● EXERCISE DETAILS:
Write out everything in the lower-back-pain post from "OK, I dont even" down to "my 'diagnosis' occurred.", word for word.

OK, I dont even know if I even have mentioned this in the past couple of weeks on here, probably not, but I have been having some lower back issues. Looking back now and after visiting with the doctor, I know exactly when the trigger to my 'diagnosis' occurred.
One morning I was reaching up to a high shelf in my closet for my pink purse :o), and at the same time I sneezed. Now when I sneeze I let it all out. Its a full on body sneeze...When I did this I felt a 'pull' and for several days I was sore, so I knew I had pulled something. It resided a bit if I remember correctly, not sure...but then I started having these back pains (on the left side; lower) that were excruciating. Mostly during the day to be honest. Whenever I would go to sit down or stand up it was awful. Again, I thought hmm...must have pulled something, or its just residual from the newly boot-tay camp I was doing etc...After 2 weeks of that, and not even ibuprofen or anything helping to alleviate the pain, I knew I needed to have it checked out.
Yesterday I did just that. I found a doctor through friends at the Bone and Joint clinic in the Texas Medical Center and there I sat. I almost cancelled the appointment because yesterday morning I felt fine...but as the day progressed the pain increased.

● SOURCE INFORMATION:
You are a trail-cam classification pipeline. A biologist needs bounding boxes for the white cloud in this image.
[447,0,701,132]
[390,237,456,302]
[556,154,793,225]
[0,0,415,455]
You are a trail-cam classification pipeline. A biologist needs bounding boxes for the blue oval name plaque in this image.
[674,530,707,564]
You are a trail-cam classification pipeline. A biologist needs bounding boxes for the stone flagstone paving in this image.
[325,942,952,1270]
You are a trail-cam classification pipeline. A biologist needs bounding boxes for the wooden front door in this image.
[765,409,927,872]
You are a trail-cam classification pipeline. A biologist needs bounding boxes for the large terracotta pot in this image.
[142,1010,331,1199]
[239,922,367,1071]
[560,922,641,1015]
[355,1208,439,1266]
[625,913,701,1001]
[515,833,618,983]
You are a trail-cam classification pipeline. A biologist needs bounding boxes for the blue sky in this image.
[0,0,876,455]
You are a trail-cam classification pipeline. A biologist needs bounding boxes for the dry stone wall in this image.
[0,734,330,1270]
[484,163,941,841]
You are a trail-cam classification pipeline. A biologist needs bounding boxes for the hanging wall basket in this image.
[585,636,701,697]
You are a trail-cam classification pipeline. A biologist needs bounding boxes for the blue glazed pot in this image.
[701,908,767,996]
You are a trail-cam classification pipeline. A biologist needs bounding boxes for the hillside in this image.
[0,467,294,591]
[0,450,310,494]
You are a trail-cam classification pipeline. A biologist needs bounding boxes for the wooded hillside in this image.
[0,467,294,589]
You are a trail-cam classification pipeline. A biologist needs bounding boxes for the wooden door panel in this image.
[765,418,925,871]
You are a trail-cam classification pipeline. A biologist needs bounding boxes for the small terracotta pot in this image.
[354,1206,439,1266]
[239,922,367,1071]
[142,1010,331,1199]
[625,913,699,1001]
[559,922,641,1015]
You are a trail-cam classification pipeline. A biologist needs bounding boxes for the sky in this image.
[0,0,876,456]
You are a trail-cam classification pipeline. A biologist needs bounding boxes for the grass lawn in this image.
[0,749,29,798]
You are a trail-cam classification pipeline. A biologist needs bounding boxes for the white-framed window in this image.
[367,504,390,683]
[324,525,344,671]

● THE COMPLETED TASK:
OK, I dont even know if I even have mentioned this in the past couple of weeks on here, probably not, but I have been having some lower back issues. Looking back now and after visiting with the doctor, I know exactly when the trigger to my 'diagnosis' occurred.